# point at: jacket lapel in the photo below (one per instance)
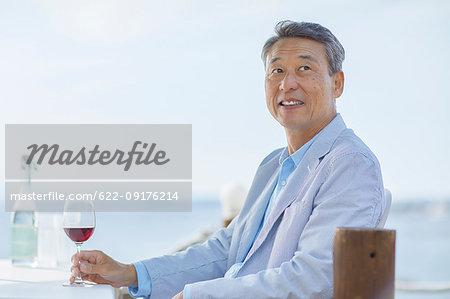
(254, 218)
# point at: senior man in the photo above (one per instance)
(280, 245)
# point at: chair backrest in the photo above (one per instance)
(388, 201)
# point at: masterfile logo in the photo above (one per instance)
(91, 157)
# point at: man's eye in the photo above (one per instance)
(277, 71)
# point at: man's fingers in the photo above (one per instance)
(89, 268)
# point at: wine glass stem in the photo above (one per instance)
(78, 278)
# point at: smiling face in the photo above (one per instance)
(300, 92)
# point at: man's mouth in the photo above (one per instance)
(291, 103)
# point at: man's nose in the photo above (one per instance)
(289, 82)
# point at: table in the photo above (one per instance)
(21, 282)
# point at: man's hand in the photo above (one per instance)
(97, 267)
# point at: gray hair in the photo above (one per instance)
(333, 49)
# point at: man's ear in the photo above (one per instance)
(338, 84)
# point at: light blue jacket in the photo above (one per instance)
(337, 184)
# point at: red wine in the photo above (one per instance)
(79, 234)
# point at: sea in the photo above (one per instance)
(422, 238)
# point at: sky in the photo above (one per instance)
(198, 62)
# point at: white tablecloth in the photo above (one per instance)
(20, 282)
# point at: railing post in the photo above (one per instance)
(364, 263)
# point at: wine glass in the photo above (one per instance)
(79, 224)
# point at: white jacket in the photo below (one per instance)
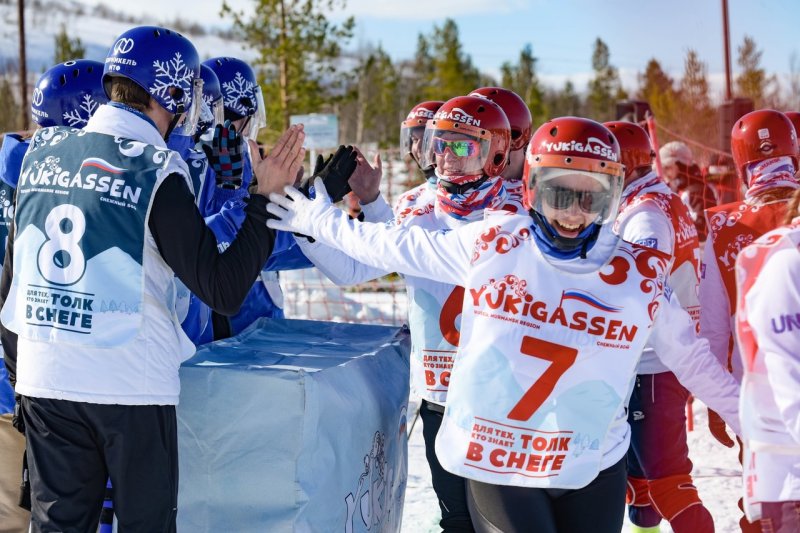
(142, 372)
(447, 257)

# [Task brief]
Without the pictures, repeat the listing word for word.

# [Exercise result]
# point at: jacket lapel in the photo below (one per instance)
(254, 218)
# point at: senior man in the photo above (one per instance)
(280, 245)
# point at: chair backrest in the photo above (one per instance)
(388, 201)
# point at: masterfile logo in the photo above (one per instance)
(91, 157)
# point at: man's eye in the photo above (one per instance)
(277, 71)
# point at: man's fingers in the photo above (one per instance)
(89, 268)
# point at: wine glass stem in the photo above (one per instance)
(78, 278)
# point at: smiling face in the photo above (one per instance)
(300, 92)
# point at: man's mouth in the photo above (one per instance)
(291, 103)
# point at: man's nose in the photo above (one per instance)
(289, 82)
# point at: table in the photo above (one per instance)
(21, 282)
# point at: man's hand in the photo above (one per instance)
(97, 267)
# point at: gray hair in the photo above (one per instance)
(333, 49)
# point at: man's ear in the photo above (one per instance)
(338, 84)
# point at: light blue jacket in the photo above (one per instance)
(337, 184)
# point at: red wine in the photo above (one per instance)
(79, 234)
# point at: sea in the photo above (one per instance)
(422, 238)
# point at: sky in the photo above (one per instance)
(198, 62)
# point at: white tablecloth in the photo above (one per instance)
(20, 282)
# point at: railing post in the photo above (one per instance)
(364, 263)
# point at: wine glass in the photo above (one per instance)
(79, 224)
# point at: white jacket in the photo below (one per instance)
(142, 372)
(447, 257)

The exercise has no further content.